SELECTION:
= = = = = = =
With new hinges being rather expensive I have 'shimmed' the lower hinge using washers - the two fixing points on the frame. This has squared the door nicely and we can no longer see daylight at the edges, however there is still a strange anomaly. When the door is closed when you look at the internal door seals they 'kiss' at the top and bottom and around the curve to the vertical bay a couple of inches but there is a vertical gap up both sides where the seals don't meet. As though the door or frame is warped. Does anyone else have this?


----------



## HarryTheHymer (May 1, 2005)

I've just checked my Hartal door and it does have a slight bow out from top to bottom when open. 

Perhaps you need to adjust the locking catches (inwards a tad) to help spring the door back into shape when closed.

I know that with doors with just one locking catch (half way up) the manufacturers used to pre-camber the doors so when closed the top and bottom of the door fitted snuggley with the seal and didn't spring out.
= = = = = = =
DATASET EXTRACT:
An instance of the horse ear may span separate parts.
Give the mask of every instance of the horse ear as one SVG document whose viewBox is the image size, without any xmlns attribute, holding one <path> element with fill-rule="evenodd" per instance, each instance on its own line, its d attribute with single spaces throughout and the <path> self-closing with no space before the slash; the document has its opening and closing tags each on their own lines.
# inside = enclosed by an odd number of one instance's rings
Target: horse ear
= = = = = = =
TASKS FOR THIS EXERCISE:
1: Copy the stretch of the door thread from "I've just checked" through "shape when closed." word for word.
2: Answer these on the door thread:
(a) What did the first poster use to shim the lower hinge?
(b) Which make of door did HarryTheHymer check?
(c) In which direction does HarryTheHymer suggest adjusting the locking catches?
3: Take the door thread further, picking up right after its last sentence.

SOLVED PROBLEMS:
1:
I've just checked my Hartal door and it does have a slight bow out from top to bottom when open. 

Perhaps you need to adjust the locking catches (inwards a tad) to help spring the door back into shape when closed.

2:
(a) Washers
(b) A Hartal door
(c) Inwards a tad

3:
I wouldn't have thought that doors with double or triple catches actually need to be pre-cambered.


----------



## bigles (May 26, 2008)

Thanks Harry - I'll have a look at the door catches but the top and bottom are nice and snug and the door doesn't have inward/outward play when it's shut, it's just the verticals that seem to have a bow. Maybe the centre lock needs adjusting?

I'll report back when I've tried adjusting.


----------



## Hymie (May 9, 2005)

*Hartal Door*

Does anyone know which vehicles were subject to the original recall as mentioned previously?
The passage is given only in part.